Records shown -
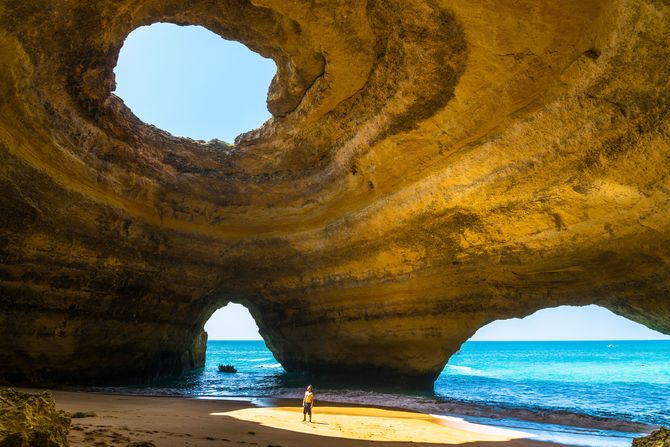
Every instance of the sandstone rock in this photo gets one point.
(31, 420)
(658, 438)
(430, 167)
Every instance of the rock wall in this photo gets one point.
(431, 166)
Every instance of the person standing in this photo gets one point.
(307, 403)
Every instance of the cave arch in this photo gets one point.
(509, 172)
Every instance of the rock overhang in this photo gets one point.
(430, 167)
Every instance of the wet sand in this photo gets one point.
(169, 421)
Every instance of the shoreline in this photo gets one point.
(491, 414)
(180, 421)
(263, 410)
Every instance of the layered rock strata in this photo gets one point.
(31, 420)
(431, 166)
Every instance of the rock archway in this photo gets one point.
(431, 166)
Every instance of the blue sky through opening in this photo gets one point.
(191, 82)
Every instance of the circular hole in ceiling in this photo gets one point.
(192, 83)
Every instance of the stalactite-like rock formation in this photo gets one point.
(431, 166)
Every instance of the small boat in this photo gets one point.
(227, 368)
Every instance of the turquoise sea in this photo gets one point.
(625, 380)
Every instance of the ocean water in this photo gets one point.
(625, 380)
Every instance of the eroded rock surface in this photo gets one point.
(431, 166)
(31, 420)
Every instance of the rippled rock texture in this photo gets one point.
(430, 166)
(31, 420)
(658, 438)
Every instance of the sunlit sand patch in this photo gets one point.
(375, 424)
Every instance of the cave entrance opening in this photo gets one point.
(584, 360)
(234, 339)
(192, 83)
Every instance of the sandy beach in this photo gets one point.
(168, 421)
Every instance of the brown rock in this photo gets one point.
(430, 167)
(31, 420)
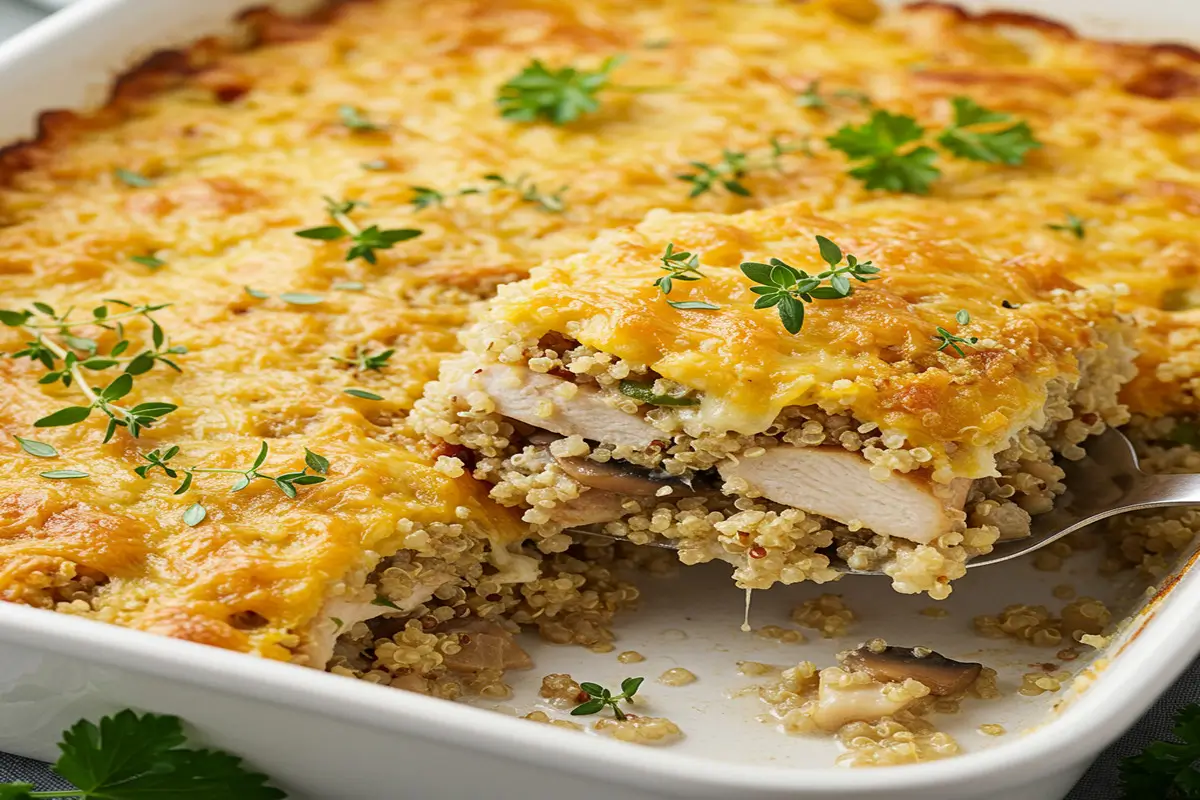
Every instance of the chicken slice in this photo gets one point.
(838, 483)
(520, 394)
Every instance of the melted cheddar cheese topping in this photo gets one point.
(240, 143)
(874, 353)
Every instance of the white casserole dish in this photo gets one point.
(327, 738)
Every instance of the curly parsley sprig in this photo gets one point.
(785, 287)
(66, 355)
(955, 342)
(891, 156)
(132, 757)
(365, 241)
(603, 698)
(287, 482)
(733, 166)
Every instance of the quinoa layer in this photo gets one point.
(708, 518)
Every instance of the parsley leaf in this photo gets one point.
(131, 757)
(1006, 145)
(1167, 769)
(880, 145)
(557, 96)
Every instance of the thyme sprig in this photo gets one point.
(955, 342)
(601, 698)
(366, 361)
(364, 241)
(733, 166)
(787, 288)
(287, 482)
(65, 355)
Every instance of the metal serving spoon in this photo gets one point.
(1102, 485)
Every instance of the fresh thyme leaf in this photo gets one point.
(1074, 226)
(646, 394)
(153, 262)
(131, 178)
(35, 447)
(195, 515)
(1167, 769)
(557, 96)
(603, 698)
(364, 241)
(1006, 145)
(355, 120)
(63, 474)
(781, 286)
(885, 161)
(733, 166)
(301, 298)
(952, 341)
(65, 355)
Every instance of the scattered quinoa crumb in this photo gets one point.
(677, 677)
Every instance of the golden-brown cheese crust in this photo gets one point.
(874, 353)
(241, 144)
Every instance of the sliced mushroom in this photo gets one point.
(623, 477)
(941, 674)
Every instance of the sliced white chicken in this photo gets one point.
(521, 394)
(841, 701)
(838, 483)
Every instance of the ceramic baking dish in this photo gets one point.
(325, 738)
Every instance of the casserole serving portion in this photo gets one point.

Your instructions -
Word for word, retype all of the data above, but include no pictures.

Final answer -
Every instance of the sandstone rock in this photo gets one point.
(31, 420)
(658, 438)
(430, 167)
Every instance of the rock wall in this photo gets one point.
(431, 166)
Every instance of the person standing in this photo gets one point.
(307, 403)
Every instance of the cave arch in this photo gets one point.
(509, 172)
Every instance of the rock overhang in this photo gets one point.
(430, 167)
Every instance of the wet sand in this photo gets one point.
(169, 421)
Every instance of the shoreline in this photo gets one point.
(491, 414)
(180, 421)
(263, 410)
Every instance of the layered rock strata in this photo gets one point.
(31, 420)
(431, 166)
Every instance of the rock archway in this photo gets one point.
(431, 166)
Every instance of the blue sky through opening in this photo gets one point.
(191, 82)
Every instance of the circular hole in ceiling in this photo gets one point.
(192, 83)
Every instance of the stalactite-like rock formation in this photo gets one point.
(431, 166)
Every instance of the small boat in this photo gets one point.
(227, 368)
Every instance of the turquoise sea in this photo gets one point.
(625, 380)
Every instance of the ocean water in this photo gets one point.
(625, 380)
Every instance of the eroded rock surface in this photo gets one point.
(431, 166)
(31, 420)
Every instance of the rippled rock texture in this photo gets one point.
(430, 166)
(31, 420)
(658, 438)
Every instance of the sunlit sand patch in this photo gets one point.
(375, 424)
Every instance of the cave entrance opening in this photo gets one point.
(584, 360)
(234, 339)
(192, 83)
Every instance of the sandy beach in this photo gets one point.
(168, 421)
Every instance of the brown rock in this photo gets one point.
(430, 167)
(31, 420)
Every instance of the chicken slice in this photo gets one point.
(838, 483)
(520, 394)
Every instance of the melted cheddar cheese topping in this photo gets one point.
(240, 143)
(874, 353)
Every instance of the white casserole dish in this photo gets one point.
(327, 738)
Every instance of the curly parsley sprig in this photo gets one point.
(785, 287)
(66, 355)
(955, 342)
(891, 156)
(132, 757)
(365, 241)
(603, 698)
(287, 482)
(733, 166)
Every instance of the quinoa layer in this photo gets one point.
(708, 518)
Every instance of the parsley leaf in this photo gets one point.
(131, 757)
(1006, 145)
(1167, 769)
(880, 145)
(557, 96)
Every instance of the thyme sprig in this photo gets one point.
(955, 342)
(601, 698)
(366, 361)
(364, 241)
(733, 166)
(787, 288)
(287, 482)
(65, 355)
Every instance of the metal serving spoon in this photo gets one point.
(1102, 485)
Every instance of the fresh thyme leaf in this photo gets one point.
(1074, 226)
(646, 394)
(153, 262)
(131, 178)
(35, 447)
(195, 515)
(1167, 769)
(557, 96)
(603, 698)
(364, 241)
(1006, 145)
(355, 120)
(63, 474)
(781, 286)
(885, 161)
(733, 166)
(301, 298)
(952, 341)
(65, 355)
Every instance of the scattered quinoa crumb in this photo gets one point.
(677, 677)
Every instance of the golden-brown cheese crust in this photo gets one point.
(874, 353)
(241, 144)
Every instance of the sliced mushroom in this photo gets one point.
(623, 477)
(941, 674)
Every instance of the sliced white chicken in this photo gets one point.
(521, 394)
(841, 701)
(838, 483)
Every instance of the ceramic baking dish in this photo gets one point.
(325, 738)
Every instance of the casserole serving portion in this photo gets one point.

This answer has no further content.